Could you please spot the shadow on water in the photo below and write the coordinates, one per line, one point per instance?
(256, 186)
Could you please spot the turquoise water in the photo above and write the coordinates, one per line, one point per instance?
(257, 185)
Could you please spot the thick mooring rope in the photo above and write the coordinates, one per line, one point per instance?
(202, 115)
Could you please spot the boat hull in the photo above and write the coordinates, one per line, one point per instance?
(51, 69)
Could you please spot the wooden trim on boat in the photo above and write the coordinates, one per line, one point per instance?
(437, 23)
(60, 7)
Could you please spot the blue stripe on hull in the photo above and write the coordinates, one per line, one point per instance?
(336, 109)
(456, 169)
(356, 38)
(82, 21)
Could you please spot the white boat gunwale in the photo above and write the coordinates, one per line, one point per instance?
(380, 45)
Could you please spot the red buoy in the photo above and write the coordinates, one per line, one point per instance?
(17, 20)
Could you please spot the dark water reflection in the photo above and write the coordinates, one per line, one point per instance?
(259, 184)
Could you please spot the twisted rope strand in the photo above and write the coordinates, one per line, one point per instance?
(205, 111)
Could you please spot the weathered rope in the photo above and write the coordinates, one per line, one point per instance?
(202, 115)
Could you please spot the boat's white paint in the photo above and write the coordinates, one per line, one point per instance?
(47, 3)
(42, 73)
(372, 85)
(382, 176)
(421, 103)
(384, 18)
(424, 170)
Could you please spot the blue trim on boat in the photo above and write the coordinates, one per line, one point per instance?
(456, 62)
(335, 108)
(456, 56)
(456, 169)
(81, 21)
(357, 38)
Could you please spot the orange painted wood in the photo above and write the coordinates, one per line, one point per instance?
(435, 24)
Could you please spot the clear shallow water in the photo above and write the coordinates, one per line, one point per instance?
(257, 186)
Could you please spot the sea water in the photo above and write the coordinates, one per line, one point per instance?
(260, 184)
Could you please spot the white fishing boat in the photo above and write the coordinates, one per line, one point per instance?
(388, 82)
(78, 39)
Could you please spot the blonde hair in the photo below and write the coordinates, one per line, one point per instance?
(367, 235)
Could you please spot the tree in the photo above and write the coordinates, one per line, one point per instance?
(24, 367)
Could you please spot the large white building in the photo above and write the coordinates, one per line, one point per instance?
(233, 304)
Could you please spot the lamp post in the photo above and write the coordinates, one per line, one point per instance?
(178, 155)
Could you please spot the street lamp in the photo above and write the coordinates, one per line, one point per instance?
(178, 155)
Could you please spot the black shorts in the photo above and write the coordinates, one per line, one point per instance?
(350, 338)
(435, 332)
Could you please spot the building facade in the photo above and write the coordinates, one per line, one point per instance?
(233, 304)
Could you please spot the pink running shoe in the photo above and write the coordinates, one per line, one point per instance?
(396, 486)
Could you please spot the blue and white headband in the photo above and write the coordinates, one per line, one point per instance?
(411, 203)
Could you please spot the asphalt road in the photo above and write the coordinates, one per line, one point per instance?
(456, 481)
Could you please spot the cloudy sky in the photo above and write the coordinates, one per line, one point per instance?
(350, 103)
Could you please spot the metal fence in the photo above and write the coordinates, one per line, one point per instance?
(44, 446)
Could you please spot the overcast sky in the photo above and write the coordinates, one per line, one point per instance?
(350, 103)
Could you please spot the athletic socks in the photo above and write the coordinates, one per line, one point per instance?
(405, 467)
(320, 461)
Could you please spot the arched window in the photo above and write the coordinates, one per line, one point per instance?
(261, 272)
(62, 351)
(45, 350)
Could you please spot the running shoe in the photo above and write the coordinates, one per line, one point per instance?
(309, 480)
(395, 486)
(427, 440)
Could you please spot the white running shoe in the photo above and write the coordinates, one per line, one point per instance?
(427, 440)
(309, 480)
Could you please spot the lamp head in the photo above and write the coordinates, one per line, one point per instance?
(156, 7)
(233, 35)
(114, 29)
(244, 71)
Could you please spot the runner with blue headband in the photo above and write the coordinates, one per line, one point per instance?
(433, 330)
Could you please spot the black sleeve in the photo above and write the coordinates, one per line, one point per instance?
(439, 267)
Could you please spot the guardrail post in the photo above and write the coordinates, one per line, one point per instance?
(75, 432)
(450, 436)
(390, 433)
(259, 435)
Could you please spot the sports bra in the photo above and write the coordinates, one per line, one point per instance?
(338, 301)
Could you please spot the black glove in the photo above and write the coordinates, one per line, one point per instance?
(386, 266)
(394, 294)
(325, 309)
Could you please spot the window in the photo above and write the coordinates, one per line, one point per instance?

Required task
Repeat exactly the lines above, starting with the line that contains "Could you please spot the running" and ending with the last line, both included, and nothing else.

Answer to the task
Could you please spot the running shoe in the photo above and write the coordinates, one per line, one point per instance?
(309, 480)
(395, 486)
(427, 440)
Could you please spot the white running shoe in the photo above and write the coordinates, one per line, one point per instance?
(427, 440)
(309, 480)
Could you please spot the lamp head in the photo above and write the coordinates, one per line, one point per instance?
(156, 7)
(233, 35)
(114, 29)
(244, 71)
Could you please spot the runner with blue headband in the photo above and write the coordinates, one per line, one point per instance?
(433, 330)
Could you please spot the black sleeve in the photo above and write the coordinates, one per line, one point per instance?
(439, 267)
Could you please spot the guardrail post in the photo above and write the coordinates, one per line, one point per instance?
(75, 432)
(450, 436)
(390, 433)
(259, 435)
Could you please spot the sports bra in the photo above and write the coordinates, one per line, one point per instance?
(338, 301)
Could you please spot the black glove in the photo above and write the coordinates, one per line, one point per instance?
(386, 266)
(394, 294)
(325, 309)
Could you please spot the window in the photo above and write the coordinates, one per line, one point per instance?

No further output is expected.